--- DOCUMENT SEGMENT Enclosed Below ---

Thursday, February 12, 2009

Congenital Heart Defect Awareness Week

In June of 1999 when my 3rd baby Zachary was born, I was introduced to the world of congenital heart defects (a heart defect that a baby is born with). I had never heard that term before despite the fact that it is the most common birth defect and #1 cause of birth defect related deaths. Hearing the words, "Your baby was born with 2 heart defects ... both requiring surgery" was devastating. It is hurtful enough seeing your child in any type of pain ... scrapped knees, ear aches, broken bones ... but HEART SURGERY on a baby ... wires, needles, cords, monitors, medicines ... it was all so much.
(Zachary at 3 weeks old)


Zachary did recover from his first surgery wonderfully. We brought him home and really got to know the precious gift that God has loaned us. His smile light up a room ...



At 5 months and 28 days old, Zachary was schedule for his 2nd heart surgery. We were so fortunate with this one. Zachary was strong going into surgery, the doctors felt it was a great time to do it cuz Zachary was doing so well. His surgery was schedule for 7:30am on November 30th, 1999. Once again Zachary was hooked up to machines, wires, monitors ... he had an IV in both arms and legs. I just remember feeling so helpless. I wanted to badly to lay on that bed for him, I wanted to grab him and run to a place where congenital heart defects didn't exist, I wanted so desperately to take all the pain away from him, I just wanted him to be all better.

--- End of Enclosed DOCUMENT SEGMENT ---

# PROBLEM DESCRIPTION
Please extract the full Congenital Heart Defect Awareness Week post word for word. The material that comes after this post is from a separate source.

--- DATA TO EXAMINE Enclosed Below ---

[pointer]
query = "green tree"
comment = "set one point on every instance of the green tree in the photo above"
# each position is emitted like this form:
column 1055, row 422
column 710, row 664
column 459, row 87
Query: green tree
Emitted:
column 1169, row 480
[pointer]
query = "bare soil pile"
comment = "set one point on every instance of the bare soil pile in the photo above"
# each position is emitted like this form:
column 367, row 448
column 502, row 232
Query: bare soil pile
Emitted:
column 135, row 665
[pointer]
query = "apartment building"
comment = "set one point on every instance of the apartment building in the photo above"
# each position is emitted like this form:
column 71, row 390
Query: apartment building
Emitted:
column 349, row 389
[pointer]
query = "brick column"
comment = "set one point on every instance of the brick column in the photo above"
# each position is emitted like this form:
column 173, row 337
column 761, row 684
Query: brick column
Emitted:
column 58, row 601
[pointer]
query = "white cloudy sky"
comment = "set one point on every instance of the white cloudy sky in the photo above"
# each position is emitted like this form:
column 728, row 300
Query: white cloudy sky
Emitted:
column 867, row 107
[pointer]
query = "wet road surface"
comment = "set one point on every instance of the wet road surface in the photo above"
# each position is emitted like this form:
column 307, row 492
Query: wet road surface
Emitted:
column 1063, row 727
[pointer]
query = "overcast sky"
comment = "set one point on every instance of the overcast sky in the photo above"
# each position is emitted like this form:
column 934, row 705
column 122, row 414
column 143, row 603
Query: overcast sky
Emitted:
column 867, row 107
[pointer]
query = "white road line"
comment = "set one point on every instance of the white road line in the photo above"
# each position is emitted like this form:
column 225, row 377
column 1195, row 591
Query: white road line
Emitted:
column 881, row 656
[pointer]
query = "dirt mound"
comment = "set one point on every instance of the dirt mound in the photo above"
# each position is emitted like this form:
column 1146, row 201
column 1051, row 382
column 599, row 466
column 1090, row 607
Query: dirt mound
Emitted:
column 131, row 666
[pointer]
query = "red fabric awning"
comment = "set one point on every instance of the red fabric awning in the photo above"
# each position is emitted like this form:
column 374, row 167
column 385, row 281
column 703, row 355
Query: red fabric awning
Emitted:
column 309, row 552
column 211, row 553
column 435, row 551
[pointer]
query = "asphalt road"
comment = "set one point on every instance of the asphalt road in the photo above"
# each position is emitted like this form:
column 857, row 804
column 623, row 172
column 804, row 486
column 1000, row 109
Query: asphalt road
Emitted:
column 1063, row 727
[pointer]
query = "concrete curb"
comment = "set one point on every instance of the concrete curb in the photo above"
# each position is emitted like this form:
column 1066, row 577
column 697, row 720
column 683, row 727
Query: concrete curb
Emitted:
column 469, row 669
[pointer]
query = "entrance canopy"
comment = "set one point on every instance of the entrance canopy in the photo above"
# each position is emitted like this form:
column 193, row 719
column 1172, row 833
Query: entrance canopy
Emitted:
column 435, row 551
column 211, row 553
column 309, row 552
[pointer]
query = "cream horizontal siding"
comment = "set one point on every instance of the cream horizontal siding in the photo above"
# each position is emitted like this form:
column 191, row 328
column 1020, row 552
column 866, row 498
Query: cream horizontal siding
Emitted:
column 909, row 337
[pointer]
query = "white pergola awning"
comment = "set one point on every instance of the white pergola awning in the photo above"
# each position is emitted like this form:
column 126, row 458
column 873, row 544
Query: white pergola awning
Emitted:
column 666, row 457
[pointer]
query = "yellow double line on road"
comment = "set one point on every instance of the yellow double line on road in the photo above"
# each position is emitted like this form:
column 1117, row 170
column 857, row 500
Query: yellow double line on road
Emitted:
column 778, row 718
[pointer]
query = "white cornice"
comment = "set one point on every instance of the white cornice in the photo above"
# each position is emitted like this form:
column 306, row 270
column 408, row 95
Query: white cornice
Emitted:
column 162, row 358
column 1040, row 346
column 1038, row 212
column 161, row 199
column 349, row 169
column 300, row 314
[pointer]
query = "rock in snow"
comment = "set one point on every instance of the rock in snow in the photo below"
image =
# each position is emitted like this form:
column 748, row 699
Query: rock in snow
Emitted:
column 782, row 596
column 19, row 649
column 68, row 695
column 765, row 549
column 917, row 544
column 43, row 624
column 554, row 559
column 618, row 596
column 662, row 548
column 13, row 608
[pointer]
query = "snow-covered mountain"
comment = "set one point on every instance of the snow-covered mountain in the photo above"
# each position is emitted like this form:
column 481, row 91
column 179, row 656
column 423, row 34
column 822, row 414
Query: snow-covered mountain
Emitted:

--- End of Enclosed DATA TO EXAMINE ---

# EXERCISE RESPONSE
Thursday, February 12, 2009

Congenital Heart Defect Awareness Week

In June of 1999 when my 3rd baby Zachary was born, I was introduced to the world of congenital heart defects (a heart defect that a baby is born with). I had never heard that term before despite the fact that it is the most common birth defect and #1 cause of birth defect related deaths. Hearing the words, "Your baby was born with 2 heart defects ... both requiring surgery" was devastating. It is hurtful enough seeing your child in any type of pain ... scrapped knees, ear aches, broken bones ... but HEART SURGERY on a baby ... wires, needles, cords, monitors, medicines ... it was all so much.
(Zachary at 3 weeks old)


Zachary did recover from his first surgery wonderfully. We brought him home and really got to know the precious gift that God has loaned us. His smile light up a room ...



At 5 months and 28 days old, Zachary was schedule for his 2nd heart surgery. We were so fortunate with this one. Zachary was strong going into surgery, the doctors felt it was a great time to do it cuz Zachary was doing so well. His surgery was schedule for 7:30am on November 30th, 1999. Once again Zachary was hooked up to machines, wires, monitors ... he had an IV in both arms and legs. I just remember feeling so helpless. I wanted to badly to lay on that bed for him, I wanted to grab him and run to a place where congenital heart defects didn't exist, I wanted so desperately to take all the pain away from him, I just wanted him to be all better.